*Your instructions*: Reproduce the entries below verbatim, starting with the line containing "Task: point to every instance of the black folder." and going on through the line containing "[[412, 185]]", both included.

*Rows*:
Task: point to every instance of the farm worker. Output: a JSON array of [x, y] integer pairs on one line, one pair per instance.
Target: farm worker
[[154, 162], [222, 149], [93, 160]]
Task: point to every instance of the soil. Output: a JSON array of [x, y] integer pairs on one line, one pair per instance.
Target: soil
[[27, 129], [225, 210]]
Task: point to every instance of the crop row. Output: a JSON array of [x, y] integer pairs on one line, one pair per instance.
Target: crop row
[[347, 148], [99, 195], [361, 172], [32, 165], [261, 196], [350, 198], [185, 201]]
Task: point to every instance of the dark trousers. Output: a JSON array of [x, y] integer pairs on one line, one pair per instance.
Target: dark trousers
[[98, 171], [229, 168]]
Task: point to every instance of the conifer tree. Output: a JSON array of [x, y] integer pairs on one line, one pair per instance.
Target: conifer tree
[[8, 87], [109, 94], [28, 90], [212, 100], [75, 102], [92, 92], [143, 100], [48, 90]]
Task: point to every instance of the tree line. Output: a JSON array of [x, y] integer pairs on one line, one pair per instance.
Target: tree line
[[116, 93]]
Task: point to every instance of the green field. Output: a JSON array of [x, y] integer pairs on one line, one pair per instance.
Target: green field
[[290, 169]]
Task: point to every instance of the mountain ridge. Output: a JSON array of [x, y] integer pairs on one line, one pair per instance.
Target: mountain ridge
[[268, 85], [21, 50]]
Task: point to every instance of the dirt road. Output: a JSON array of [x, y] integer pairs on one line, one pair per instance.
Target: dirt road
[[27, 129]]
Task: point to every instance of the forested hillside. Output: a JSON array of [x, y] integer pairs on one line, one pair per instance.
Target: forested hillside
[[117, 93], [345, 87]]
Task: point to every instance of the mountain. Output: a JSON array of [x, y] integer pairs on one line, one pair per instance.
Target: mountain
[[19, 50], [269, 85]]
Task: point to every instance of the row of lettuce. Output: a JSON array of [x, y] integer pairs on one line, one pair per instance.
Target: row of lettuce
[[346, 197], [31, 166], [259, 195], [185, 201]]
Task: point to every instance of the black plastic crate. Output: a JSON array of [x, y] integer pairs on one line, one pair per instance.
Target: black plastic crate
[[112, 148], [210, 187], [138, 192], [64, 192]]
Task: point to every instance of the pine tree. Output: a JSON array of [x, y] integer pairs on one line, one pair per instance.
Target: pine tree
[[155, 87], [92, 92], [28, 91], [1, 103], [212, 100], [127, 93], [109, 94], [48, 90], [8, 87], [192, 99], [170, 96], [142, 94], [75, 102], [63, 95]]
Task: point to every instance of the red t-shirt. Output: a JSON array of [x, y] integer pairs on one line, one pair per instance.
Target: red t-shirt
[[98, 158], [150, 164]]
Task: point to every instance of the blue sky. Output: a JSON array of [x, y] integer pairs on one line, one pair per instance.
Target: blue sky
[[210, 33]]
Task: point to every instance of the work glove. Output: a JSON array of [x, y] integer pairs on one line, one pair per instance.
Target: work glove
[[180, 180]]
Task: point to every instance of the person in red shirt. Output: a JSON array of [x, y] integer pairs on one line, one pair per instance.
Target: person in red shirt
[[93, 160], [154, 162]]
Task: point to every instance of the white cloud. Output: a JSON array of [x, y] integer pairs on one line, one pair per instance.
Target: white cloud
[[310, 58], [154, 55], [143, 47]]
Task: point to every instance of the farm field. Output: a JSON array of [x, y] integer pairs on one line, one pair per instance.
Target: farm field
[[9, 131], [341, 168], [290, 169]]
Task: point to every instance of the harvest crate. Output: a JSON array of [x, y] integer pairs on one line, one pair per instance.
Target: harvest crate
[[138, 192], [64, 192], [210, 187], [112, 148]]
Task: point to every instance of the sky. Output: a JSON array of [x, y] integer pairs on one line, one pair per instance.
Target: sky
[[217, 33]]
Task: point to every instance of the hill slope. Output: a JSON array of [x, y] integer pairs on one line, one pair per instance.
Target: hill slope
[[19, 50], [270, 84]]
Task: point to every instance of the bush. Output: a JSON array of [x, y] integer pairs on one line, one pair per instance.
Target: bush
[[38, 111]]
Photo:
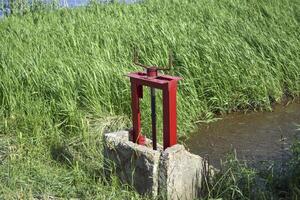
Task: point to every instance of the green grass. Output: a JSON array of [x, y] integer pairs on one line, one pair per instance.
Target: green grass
[[62, 79]]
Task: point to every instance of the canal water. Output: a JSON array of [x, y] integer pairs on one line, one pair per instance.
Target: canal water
[[256, 136], [4, 4]]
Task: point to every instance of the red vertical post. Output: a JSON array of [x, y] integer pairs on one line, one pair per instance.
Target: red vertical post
[[169, 114], [136, 94]]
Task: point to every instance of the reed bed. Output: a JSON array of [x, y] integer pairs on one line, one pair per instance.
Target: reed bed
[[62, 78]]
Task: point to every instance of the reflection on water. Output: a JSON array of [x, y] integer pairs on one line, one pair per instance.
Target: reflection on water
[[256, 136]]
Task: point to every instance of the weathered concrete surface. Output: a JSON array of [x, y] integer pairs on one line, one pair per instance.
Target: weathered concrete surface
[[136, 165], [180, 174], [174, 173]]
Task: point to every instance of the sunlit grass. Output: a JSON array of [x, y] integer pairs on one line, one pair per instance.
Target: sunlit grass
[[62, 70]]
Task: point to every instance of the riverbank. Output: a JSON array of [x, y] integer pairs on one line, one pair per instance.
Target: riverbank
[[62, 80]]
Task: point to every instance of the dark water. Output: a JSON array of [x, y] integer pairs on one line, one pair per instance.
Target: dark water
[[257, 136]]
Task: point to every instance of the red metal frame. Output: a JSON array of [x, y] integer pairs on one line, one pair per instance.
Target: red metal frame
[[168, 84]]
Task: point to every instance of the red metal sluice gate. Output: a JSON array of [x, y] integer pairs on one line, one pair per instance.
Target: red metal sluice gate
[[168, 85]]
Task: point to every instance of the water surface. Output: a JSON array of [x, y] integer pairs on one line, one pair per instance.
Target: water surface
[[256, 136]]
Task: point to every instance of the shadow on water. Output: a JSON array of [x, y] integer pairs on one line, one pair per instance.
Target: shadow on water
[[256, 136]]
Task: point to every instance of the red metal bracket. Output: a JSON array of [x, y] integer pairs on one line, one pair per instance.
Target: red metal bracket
[[168, 85]]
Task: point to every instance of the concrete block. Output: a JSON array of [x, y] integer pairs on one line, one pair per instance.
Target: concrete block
[[174, 173], [180, 174], [135, 165]]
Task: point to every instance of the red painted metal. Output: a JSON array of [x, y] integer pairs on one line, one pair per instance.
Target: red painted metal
[[168, 85]]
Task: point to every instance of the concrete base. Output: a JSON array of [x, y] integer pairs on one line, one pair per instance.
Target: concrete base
[[174, 173]]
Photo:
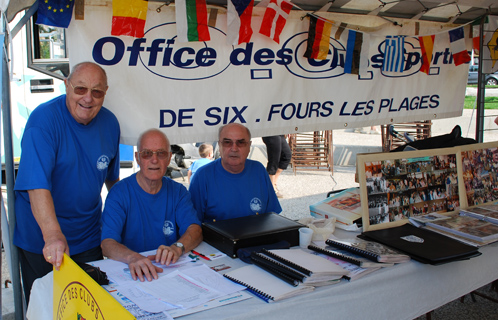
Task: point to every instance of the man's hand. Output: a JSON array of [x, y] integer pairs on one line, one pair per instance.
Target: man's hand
[[166, 255], [142, 268], [54, 249]]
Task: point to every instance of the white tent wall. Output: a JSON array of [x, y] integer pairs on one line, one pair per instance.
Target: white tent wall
[[269, 87], [392, 19]]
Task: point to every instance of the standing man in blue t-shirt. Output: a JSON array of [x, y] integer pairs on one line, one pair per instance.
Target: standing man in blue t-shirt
[[148, 211], [70, 148], [233, 186]]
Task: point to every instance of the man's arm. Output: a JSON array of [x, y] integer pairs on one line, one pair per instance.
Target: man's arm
[[42, 206], [139, 265], [189, 174], [190, 239], [109, 183]]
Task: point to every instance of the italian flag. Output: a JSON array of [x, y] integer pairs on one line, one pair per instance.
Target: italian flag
[[192, 20]]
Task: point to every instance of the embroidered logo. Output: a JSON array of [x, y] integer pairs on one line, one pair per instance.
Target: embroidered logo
[[168, 228], [103, 162], [413, 238], [256, 205]]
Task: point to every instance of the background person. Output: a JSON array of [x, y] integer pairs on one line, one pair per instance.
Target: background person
[[206, 153], [279, 157], [70, 148], [148, 211], [233, 186]]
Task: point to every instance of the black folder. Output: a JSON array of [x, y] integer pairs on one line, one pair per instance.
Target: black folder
[[263, 229], [422, 245]]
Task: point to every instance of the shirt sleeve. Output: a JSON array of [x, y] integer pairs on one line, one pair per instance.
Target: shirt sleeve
[[186, 215], [198, 196], [114, 215], [37, 160]]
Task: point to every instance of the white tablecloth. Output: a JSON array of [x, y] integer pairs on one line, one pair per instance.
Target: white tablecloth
[[404, 291]]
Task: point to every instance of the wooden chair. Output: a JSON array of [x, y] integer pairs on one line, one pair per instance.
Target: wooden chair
[[417, 130], [312, 151]]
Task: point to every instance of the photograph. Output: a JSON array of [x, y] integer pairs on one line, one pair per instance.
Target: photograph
[[412, 185]]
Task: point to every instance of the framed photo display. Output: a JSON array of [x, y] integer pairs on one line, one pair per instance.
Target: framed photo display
[[479, 173], [396, 186]]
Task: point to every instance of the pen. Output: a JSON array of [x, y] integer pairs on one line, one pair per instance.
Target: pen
[[200, 255]]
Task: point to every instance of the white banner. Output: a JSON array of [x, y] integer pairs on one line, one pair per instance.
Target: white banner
[[190, 89]]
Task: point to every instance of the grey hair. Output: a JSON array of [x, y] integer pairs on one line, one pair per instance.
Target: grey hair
[[140, 138]]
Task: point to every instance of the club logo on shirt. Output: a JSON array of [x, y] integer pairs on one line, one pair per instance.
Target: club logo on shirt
[[256, 205], [168, 228], [103, 162]]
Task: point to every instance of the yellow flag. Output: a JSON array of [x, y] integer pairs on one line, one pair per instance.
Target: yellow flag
[[78, 296]]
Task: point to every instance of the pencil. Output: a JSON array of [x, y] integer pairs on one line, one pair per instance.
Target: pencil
[[200, 255]]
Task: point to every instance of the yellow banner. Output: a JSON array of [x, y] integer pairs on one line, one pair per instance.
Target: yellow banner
[[78, 296]]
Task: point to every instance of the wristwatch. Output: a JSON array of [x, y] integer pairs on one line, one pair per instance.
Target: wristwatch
[[180, 245]]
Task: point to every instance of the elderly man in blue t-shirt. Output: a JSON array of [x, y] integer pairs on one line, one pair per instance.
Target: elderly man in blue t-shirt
[[233, 186], [70, 148], [148, 211]]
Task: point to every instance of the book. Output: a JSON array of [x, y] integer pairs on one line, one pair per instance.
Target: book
[[369, 249], [264, 285], [349, 257], [468, 227], [304, 266], [423, 245], [345, 206], [484, 212], [433, 216]]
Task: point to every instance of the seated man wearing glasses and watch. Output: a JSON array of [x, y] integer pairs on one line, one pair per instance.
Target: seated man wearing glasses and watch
[[70, 148], [148, 211], [233, 186]]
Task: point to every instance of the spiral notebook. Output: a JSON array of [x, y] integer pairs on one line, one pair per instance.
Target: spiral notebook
[[265, 285], [349, 257]]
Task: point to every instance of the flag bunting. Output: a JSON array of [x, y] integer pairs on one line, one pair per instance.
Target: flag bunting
[[192, 20], [128, 18], [274, 20]]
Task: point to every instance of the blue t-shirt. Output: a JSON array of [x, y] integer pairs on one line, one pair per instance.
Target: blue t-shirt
[[72, 161], [218, 194], [143, 221], [197, 164]]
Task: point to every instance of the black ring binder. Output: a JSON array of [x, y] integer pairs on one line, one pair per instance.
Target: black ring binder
[[366, 254], [291, 264], [256, 292], [335, 255], [280, 270]]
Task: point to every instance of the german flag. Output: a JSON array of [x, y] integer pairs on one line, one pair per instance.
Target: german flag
[[318, 39]]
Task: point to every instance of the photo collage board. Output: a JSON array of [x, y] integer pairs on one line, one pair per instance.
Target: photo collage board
[[421, 184]]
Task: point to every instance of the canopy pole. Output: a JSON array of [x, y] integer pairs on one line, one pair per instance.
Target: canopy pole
[[481, 87], [10, 177]]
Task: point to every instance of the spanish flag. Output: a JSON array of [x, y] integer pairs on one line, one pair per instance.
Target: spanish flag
[[426, 46], [318, 39], [128, 18]]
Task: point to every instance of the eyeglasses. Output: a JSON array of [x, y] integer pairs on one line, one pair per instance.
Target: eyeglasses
[[80, 90], [227, 143], [147, 154]]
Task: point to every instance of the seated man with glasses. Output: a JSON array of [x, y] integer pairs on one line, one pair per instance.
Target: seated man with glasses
[[233, 186], [148, 211], [70, 148]]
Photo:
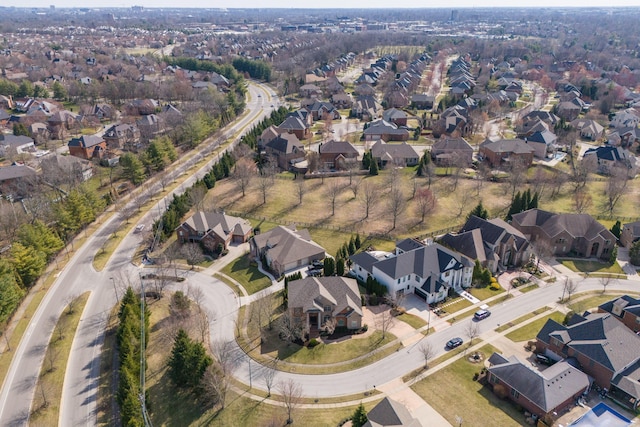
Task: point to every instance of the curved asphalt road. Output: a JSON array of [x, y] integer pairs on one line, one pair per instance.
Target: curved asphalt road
[[78, 406]]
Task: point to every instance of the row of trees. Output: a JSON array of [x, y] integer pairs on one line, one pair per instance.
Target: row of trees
[[255, 69], [129, 348]]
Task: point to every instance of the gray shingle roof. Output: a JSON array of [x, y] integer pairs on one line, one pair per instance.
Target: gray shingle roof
[[547, 389]]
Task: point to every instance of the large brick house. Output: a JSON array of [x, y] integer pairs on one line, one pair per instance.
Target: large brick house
[[313, 301], [566, 234], [540, 393], [603, 347], [212, 229], [507, 150], [428, 270], [284, 249], [495, 243], [87, 147], [626, 309]]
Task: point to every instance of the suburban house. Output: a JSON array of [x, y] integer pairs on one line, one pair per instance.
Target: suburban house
[[366, 108], [494, 243], [390, 413], [16, 180], [588, 129], [626, 118], [543, 143], [87, 147], [603, 347], [15, 144], [57, 168], [399, 155], [395, 116], [296, 126], [212, 229], [630, 233], [542, 393], [122, 136], [507, 150], [430, 271], [566, 234], [337, 155], [285, 149], [607, 158], [381, 129], [626, 309], [313, 301], [283, 249], [451, 151], [422, 101]]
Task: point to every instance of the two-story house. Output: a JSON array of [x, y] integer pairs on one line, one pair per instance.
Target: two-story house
[[430, 271], [313, 301], [567, 234]]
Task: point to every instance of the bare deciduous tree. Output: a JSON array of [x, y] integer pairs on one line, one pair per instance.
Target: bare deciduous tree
[[471, 331], [428, 352], [384, 322], [291, 395], [425, 201], [244, 171], [569, 288], [369, 196], [396, 204], [333, 191]]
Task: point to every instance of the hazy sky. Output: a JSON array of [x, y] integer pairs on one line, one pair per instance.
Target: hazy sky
[[326, 4]]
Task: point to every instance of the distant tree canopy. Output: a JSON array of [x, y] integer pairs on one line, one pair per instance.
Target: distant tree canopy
[[193, 64], [255, 69]]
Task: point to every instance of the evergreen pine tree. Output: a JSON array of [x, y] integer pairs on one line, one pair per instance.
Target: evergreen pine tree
[[359, 417]]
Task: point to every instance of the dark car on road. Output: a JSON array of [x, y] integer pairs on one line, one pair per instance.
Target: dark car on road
[[454, 342], [481, 314]]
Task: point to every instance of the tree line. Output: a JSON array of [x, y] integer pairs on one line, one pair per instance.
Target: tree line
[[129, 347]]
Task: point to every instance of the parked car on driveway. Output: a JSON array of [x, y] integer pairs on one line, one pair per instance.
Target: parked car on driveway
[[454, 342]]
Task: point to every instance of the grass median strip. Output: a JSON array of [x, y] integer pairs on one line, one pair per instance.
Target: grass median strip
[[521, 319], [477, 405], [46, 403]]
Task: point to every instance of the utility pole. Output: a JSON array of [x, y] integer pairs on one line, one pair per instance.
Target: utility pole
[[142, 395]]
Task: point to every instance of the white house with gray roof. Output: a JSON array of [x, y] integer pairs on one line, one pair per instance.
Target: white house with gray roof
[[428, 270]]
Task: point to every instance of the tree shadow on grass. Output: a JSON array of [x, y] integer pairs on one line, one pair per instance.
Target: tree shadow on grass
[[170, 406]]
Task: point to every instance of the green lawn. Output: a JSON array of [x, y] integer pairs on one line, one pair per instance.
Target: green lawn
[[247, 274], [412, 320], [591, 266], [521, 319], [529, 332], [51, 379], [588, 303], [484, 293], [453, 393]]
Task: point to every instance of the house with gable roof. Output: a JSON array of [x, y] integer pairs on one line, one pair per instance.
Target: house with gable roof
[[390, 413], [630, 233], [430, 271], [576, 234], [313, 301], [399, 155], [283, 249], [603, 348], [539, 392], [494, 243], [212, 229], [626, 308]]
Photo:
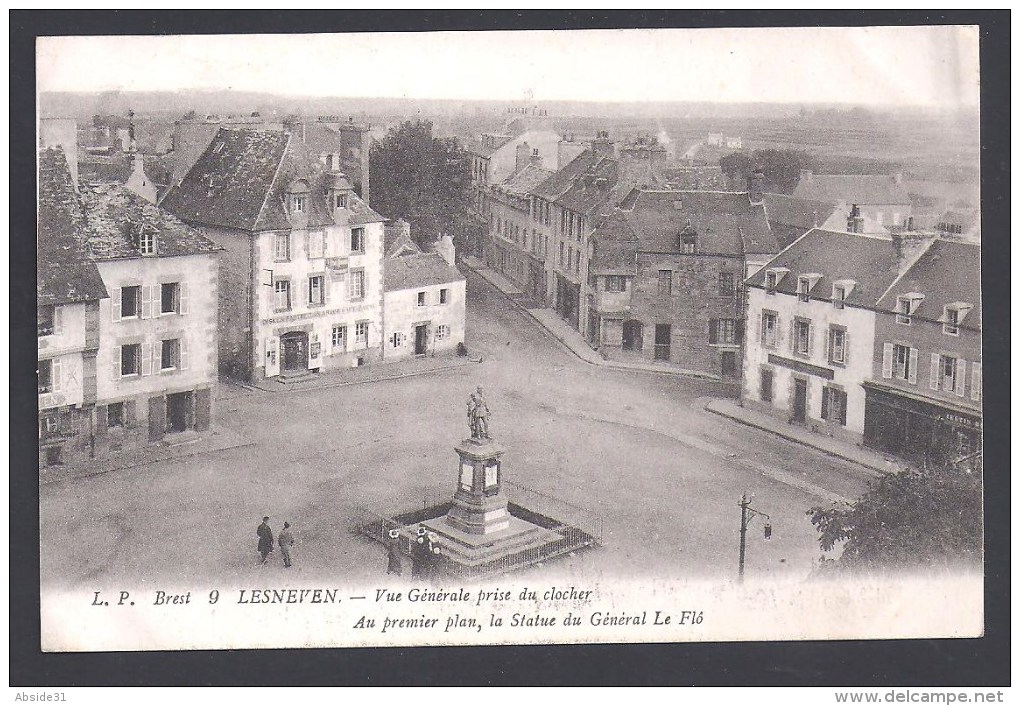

*Complete output*:
Task: point to every instance of the black folder. Output: a JSON array of [x, y] integer pairs on one line, one pair per instance.
Target: black folder
[[263, 229], [422, 245]]
Task: point to every instance of the shirt sleeve. Output: a JSON array of [x, y] integer pairs on one line, one pair per instance.
Target: shirt sleeve
[[186, 215], [198, 196], [114, 215], [37, 160]]
Task: point to every instance of the white tablecloth. Output: a JSON array of [x, y] integer pairs on one line, one pair per instance.
Target: white tablecloth
[[404, 291]]
Task: point to every instance of the wooden chair. Output: a JSON array of [x, y] integer pairs on one line, one pair per instance.
Target: wooden chair
[[417, 130], [312, 151]]
Task: point to every instance of the photograph. Output: a JSON array of [x, y] integer pairs on one line, one pair per instance.
Target: photograph
[[412, 185]]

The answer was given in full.